>> START Provided records

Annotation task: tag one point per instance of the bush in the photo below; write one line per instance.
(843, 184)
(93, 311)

>> END Provided records
>> START Provided records

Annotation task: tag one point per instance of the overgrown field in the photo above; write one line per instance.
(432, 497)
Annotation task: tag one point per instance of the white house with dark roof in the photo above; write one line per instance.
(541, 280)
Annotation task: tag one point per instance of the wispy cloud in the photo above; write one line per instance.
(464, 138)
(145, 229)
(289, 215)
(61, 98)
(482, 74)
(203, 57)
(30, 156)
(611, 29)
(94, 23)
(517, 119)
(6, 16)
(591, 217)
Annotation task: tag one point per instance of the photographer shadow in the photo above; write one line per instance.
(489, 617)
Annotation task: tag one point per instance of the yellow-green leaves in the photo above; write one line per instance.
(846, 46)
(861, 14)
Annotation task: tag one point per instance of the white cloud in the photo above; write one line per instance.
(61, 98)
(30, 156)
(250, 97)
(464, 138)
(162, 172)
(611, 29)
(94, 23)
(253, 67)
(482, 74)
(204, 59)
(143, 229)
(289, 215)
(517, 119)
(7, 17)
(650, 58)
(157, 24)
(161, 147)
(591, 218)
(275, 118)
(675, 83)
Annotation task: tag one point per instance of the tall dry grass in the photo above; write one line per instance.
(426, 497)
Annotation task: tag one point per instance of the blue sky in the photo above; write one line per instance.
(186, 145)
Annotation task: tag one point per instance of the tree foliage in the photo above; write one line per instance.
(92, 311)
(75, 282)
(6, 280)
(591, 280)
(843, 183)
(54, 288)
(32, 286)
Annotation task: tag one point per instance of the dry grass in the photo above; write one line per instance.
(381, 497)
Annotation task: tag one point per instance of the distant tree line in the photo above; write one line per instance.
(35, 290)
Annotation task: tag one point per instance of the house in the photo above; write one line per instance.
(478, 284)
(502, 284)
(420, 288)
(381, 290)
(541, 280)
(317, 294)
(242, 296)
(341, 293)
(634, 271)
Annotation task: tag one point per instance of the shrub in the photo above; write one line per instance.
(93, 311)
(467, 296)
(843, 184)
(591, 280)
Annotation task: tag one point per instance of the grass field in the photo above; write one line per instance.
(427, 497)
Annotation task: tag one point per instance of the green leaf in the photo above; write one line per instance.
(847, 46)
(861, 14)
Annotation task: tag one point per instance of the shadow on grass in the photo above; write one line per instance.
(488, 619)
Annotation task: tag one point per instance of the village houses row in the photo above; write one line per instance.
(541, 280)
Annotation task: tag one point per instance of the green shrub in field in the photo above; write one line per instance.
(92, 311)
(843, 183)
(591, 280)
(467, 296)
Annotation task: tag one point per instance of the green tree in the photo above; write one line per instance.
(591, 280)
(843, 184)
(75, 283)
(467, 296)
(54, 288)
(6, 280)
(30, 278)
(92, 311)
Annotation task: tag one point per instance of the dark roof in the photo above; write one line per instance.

>> END Provided records

> Problem to work on
List every line in the listing above that contains the word "field".

> Result of the task
Annotation task: tag one point per instance of the overgrown field in the photo above; write one line per instance.
Annotation task: tag one point per instance of the grass field in the photo above; write one line per instance.
Annotation task: tag one point per instance of the green shrub in field in the photo above; write one line per instance.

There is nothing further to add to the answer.